Go through the data below. List every line that holds the word "query".

--- PROVIDED MATERIAL ---

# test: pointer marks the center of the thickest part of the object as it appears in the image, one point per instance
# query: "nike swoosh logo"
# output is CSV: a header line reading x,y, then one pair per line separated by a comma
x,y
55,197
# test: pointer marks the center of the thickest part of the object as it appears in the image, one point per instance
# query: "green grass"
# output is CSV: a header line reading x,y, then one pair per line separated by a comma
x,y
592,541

---
--- PROVIDED MATERIAL ---

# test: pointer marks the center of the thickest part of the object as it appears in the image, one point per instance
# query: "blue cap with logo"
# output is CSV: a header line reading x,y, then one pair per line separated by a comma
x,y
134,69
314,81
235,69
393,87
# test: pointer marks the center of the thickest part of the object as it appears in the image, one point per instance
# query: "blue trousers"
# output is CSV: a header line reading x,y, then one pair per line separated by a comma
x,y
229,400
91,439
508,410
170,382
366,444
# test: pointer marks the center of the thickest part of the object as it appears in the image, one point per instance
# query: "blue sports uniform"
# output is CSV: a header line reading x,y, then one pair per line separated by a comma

---
--- PROVIDED MATERIAL ---

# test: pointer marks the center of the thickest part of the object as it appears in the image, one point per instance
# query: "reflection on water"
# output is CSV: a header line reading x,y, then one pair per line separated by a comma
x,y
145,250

---

* _RESULT OF THE TASK_
# query: "nike swoosh logo"
# query: "green grass"
# query: "blue cap with logo"
# query: "blue trousers"
# query: "blue sports uniform"
# query: "reflection on water"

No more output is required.